Gather every line in the rows below that contains the word "cucumber".

Extracted material:

-=-=-=-=-

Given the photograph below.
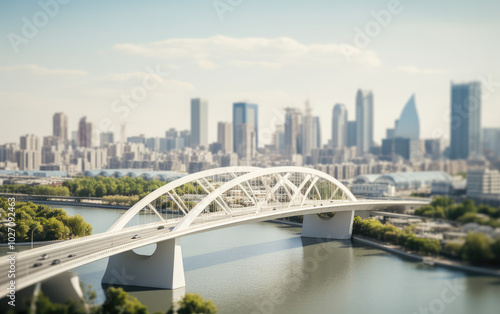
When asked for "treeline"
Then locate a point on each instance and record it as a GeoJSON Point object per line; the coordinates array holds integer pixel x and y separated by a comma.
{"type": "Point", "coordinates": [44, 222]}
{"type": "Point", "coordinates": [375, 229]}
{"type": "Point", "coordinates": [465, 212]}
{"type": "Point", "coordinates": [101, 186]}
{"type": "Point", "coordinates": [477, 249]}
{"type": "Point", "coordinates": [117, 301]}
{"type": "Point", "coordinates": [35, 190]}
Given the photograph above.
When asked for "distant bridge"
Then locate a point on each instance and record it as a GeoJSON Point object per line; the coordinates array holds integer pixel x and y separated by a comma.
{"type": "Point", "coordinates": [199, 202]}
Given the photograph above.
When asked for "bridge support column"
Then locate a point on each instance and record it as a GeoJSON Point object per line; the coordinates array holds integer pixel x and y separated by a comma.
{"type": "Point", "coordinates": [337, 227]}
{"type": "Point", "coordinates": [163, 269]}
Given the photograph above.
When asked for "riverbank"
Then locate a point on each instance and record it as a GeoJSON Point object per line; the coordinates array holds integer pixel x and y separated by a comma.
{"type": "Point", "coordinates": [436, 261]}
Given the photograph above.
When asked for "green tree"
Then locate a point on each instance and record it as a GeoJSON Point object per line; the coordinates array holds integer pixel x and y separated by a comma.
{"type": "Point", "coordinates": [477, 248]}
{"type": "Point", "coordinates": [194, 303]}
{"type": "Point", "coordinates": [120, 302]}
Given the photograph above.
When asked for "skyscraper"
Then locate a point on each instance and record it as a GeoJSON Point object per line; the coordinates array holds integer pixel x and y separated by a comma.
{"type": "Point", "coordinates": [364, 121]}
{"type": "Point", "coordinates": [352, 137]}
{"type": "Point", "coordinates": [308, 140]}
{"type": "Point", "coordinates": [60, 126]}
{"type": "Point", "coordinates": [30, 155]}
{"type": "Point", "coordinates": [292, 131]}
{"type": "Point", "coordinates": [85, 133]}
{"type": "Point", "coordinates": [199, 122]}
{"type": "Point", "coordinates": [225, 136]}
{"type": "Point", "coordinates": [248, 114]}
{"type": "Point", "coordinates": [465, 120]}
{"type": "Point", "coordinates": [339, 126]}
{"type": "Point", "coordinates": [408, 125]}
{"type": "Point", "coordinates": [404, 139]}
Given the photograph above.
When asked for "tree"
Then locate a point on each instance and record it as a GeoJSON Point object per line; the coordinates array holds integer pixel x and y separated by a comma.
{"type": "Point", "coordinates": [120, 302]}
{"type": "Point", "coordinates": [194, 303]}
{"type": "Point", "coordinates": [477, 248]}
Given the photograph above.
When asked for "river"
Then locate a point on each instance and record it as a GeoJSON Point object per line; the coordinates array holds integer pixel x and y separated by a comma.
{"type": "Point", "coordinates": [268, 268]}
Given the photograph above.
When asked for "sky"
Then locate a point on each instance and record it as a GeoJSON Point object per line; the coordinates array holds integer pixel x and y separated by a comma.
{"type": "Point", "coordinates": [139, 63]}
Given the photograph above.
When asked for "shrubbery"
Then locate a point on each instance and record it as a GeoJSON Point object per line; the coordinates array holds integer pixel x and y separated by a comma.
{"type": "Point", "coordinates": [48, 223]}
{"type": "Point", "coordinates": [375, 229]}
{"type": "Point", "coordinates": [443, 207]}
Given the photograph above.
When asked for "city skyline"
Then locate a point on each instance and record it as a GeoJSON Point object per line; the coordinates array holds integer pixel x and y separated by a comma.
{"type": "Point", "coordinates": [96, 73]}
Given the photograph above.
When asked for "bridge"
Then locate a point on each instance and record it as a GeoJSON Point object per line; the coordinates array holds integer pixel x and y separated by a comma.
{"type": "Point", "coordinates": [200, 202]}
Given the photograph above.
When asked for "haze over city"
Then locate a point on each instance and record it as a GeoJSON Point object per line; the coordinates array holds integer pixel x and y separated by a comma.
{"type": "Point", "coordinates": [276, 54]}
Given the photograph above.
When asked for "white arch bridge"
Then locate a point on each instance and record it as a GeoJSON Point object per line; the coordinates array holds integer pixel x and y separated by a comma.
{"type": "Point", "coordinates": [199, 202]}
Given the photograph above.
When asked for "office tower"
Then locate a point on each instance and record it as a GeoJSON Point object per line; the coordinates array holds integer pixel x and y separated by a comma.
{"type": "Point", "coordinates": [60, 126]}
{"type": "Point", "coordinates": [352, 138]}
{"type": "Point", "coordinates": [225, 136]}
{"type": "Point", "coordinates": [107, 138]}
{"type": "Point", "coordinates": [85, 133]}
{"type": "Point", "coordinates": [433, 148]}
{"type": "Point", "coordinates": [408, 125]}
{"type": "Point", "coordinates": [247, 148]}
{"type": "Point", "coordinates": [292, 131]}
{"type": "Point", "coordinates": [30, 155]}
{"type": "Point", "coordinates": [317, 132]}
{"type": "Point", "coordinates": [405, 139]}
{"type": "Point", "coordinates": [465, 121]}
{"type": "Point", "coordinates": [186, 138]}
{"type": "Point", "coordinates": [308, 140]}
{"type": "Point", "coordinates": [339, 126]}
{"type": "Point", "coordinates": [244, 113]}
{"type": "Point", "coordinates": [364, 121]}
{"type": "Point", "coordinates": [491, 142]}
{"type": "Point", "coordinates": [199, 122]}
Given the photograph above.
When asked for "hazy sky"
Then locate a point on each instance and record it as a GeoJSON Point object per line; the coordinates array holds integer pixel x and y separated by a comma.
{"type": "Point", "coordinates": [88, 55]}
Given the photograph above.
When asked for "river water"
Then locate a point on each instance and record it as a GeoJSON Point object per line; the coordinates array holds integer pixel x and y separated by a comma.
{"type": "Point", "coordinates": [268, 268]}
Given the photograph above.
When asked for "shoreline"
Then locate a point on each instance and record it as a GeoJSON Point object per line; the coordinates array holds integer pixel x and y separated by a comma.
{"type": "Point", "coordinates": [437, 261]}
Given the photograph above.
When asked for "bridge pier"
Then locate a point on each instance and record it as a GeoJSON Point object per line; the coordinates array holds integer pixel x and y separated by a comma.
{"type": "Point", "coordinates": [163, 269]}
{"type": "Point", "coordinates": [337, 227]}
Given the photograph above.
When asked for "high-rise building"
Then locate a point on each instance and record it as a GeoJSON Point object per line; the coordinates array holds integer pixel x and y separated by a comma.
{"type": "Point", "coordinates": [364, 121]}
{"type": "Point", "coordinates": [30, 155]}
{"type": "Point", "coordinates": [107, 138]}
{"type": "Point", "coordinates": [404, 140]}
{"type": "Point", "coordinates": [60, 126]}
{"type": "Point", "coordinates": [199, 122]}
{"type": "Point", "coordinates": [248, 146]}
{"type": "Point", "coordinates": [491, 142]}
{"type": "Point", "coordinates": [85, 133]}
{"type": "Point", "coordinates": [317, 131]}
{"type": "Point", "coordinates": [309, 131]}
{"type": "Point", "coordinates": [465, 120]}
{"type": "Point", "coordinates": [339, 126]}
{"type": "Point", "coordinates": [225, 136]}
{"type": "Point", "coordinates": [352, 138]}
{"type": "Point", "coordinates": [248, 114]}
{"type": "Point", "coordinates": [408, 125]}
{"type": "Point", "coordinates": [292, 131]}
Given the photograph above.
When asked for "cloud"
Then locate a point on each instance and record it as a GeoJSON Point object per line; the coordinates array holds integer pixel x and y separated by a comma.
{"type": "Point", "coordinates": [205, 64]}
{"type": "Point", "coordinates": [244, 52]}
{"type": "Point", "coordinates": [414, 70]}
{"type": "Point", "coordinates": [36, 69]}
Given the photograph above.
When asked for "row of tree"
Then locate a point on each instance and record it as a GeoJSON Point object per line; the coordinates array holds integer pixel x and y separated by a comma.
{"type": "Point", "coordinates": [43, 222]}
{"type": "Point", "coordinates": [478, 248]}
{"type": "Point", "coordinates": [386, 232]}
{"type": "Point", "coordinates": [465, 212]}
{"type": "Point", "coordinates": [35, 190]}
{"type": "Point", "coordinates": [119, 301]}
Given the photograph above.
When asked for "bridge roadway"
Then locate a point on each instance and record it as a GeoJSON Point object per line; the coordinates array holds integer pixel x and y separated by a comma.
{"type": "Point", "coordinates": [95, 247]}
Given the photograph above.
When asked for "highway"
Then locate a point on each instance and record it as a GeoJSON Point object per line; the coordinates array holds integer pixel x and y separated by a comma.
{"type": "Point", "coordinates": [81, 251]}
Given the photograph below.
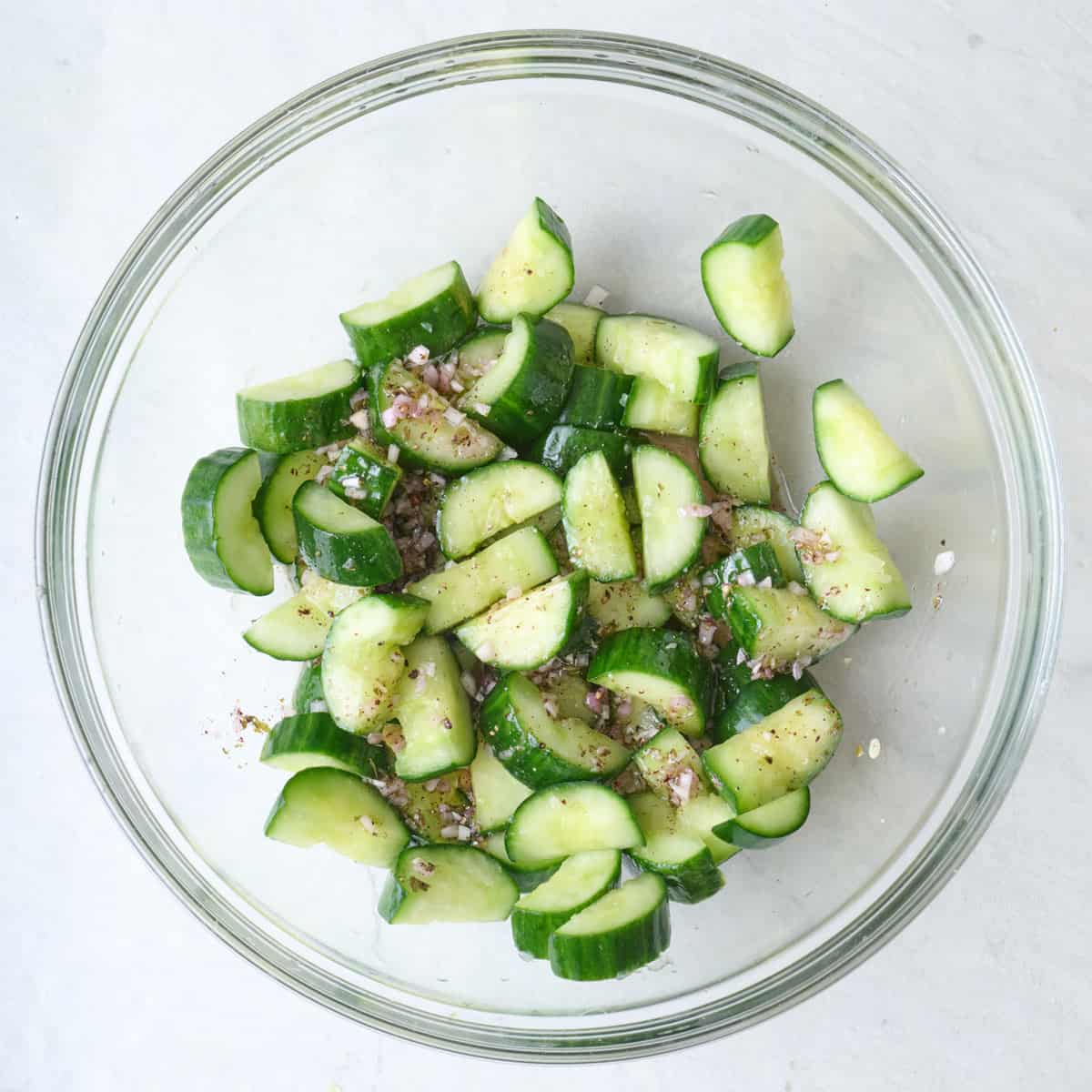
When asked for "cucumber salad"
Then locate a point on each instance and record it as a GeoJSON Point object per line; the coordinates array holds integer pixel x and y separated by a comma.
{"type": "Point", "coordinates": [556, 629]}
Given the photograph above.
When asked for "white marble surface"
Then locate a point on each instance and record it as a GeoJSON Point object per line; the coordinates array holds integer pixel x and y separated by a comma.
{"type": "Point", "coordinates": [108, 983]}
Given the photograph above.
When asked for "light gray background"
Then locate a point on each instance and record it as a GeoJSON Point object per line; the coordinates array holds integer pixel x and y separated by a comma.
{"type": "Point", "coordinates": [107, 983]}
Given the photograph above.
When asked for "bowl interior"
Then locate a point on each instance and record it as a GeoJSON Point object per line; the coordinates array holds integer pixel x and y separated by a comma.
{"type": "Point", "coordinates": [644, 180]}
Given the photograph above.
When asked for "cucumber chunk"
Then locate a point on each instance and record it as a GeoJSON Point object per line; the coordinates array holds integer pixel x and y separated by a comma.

-=-=-=-=-

Reply to the exercise:
When asked for "cucumber salad"
When asked for "cucumber chunk"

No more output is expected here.